Can you imagine saying that to someone?   I can’t respond to them personally because they made up an email address so they could hide behind anonymity – like a coward would – and post this.   It is pretty disgusting.   I am not going to get into the whole misinformation about obesity being a choice.   I don’t know how I am being selfish.   Am I taking up too much space?   Do I use up too much oxygen?   Did I eat the last cookie that you wanted?   Then there are all the things I want to throw back at this person.   It won’t make a difference.   You can’t fight ignorance with anger.   It doesn’t make a difference.

There is an enormous amount of cowardice in these bullies.   For so long they would hide in the comment sections on blogs and news articles on the net.   They were afraid to show their faces and creep out from underneath their rocks.   Unfortunately, now, those cowards are spilling over into our mainstream media under the guise of trying to help fix a problem that is more like punishing the innocent.   These bullies, many with their own agenda, are coming out in force to wage war against the obese.

_Dataset excerpts_.

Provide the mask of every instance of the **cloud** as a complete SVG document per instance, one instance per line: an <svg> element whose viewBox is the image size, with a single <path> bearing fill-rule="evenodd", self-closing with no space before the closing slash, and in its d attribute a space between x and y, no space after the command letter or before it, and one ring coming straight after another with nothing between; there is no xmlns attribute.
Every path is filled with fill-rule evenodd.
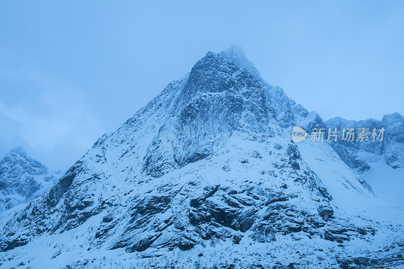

* * *

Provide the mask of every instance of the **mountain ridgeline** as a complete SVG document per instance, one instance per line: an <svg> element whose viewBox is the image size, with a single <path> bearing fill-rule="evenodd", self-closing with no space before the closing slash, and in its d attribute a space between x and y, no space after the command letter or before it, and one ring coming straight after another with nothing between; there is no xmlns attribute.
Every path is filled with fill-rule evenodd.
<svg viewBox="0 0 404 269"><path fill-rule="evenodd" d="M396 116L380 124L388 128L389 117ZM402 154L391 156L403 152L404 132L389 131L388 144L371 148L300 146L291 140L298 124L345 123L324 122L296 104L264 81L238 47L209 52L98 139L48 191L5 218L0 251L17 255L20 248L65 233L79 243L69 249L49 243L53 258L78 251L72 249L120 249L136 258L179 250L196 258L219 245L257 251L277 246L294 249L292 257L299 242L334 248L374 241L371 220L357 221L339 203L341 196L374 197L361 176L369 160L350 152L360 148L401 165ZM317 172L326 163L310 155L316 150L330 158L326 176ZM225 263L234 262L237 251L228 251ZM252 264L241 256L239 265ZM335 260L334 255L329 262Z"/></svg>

_Tasks to complete_.
- a) Reproduce the part of the post on bullying of obese people between "Can you imagine" and "doesn’t make a difference.", inclusive.
- b) Answer these questions from the post on bullying of obese people:
(i) Why can't the writer respond to the person personally?
(ii) Where, according to the post, did the bullies hide for so long?
(iii) What does the writer say you can't fight ignorance with?
The data is not needed for what follows.

_Solutions for each task_.
- a)
Can you imagine saying that to someone?   I can’t respond to them personally because they made up an email address so they could hide behind anonymity – like a coward would – and post this.   It is pretty disgusting.   I am not going to get into the whole misinformation about obesity being a choice.   I don’t know how I am being selfish.   Am I taking up too much space?   Do I use up too much oxygen?   Did I eat the last cookie that you wanted?   Then there are all the things I want to throw back at this person.   It won’t make a difference.   You can’t fight ignorance with anger.   It doesn’t make a difference.

- b)
(i) The person made up an email address so they could hide behind anonymity.
(ii) In the comment sections on blogs and news articles on the net.
(iii) Anger.